**Given task:**
Using the records below, copy out exactly the line that contains "the man's face?" and every line that follows it, up to and including the last, and no others.

+++ Data records +++

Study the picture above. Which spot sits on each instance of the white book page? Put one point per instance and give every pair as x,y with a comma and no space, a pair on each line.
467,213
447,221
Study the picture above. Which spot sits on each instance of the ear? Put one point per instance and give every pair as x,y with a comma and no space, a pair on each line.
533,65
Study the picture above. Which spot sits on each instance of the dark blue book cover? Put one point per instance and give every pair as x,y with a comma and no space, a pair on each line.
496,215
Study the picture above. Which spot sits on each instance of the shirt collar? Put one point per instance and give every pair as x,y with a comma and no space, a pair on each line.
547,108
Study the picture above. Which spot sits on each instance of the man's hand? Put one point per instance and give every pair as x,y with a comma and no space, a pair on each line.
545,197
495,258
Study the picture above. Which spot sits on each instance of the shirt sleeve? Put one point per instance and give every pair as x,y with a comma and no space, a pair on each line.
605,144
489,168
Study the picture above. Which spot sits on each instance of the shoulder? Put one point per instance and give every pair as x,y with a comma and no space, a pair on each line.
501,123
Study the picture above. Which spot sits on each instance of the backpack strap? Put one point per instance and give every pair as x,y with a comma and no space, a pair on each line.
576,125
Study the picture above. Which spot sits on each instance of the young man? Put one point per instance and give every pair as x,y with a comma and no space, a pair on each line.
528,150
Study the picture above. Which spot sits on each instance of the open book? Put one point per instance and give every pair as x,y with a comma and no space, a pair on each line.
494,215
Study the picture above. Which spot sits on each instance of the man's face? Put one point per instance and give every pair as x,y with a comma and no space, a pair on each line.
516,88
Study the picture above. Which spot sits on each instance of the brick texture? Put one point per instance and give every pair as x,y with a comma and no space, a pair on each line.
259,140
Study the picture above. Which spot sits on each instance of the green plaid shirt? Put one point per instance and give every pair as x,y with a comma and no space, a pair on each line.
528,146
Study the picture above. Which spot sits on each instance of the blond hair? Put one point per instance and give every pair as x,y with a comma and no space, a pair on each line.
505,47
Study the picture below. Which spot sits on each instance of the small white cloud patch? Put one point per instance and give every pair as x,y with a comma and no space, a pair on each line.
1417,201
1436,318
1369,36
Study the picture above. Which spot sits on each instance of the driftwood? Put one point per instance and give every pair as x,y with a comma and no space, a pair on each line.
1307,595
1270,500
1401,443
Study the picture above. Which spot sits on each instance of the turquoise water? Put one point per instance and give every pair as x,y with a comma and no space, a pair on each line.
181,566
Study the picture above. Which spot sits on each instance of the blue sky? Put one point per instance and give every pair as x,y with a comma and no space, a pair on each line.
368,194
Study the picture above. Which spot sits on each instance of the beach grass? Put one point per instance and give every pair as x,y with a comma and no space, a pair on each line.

+++

**Result of this task:**
Study the picture above. Which spot sits on each instance of the man's face? Put one point per instance and give every pair as x,y with a comma and no space, a pair on each line.
516,88
Study the picture above. Which spot sits on each instance of the brick texture? Put one point per instance and give every pair as x,y with a comma and no space, a pair on each line.
259,140
Study the picture above. Which spot sits on each instance of the green plaid shirt? Put one point per instance and give every pair as x,y with a comma and no space, a pair on each line.
528,146
Study the picture above. Which spot sits on each instance of the blond hair? Put one point per instance and give every pair as x,y with a comma and no space, a pair on each line.
505,47
Study the picture below. Which spot sits on each instance of the small white cloud patch? Put one point per instance and give every pair as x,y with a comma and no space, a pair on each line.
1417,201
1436,318
1369,36
Study the picture above. Which spot sits on each instance of the driftwood? Put one point per instance and give every pair as x,y with a comma and no space, a pair on each line.
1307,595
1270,500
1401,443
Study the picture above. Which spot sits on each instance of the turquoise water? Put one point per instance and give every pair as x,y with a comma and no space, a pair on each line.
181,566
Study the picture above. Which spot sits on each instance of the blue sky? Put one point per instance and give every pair as x,y with a comma and no space, a pair on each line.
368,194
Study the picture above. Which spot sits on each instance of the beach grass? Put one point per instance and give every pair as x,y with a comma and no space, a pair on each line.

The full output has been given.